Skip any picture you find and retype all the remaining lines exactly.

_ _ _ _ _

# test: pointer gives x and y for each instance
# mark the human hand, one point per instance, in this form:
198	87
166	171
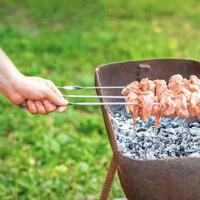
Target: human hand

_ _ _ _ _

### Exercise answer
# test: pointer gives x and y for each instance
# mark the human hand, one point per instance, in this form:
198	87
166	171
Target: human hand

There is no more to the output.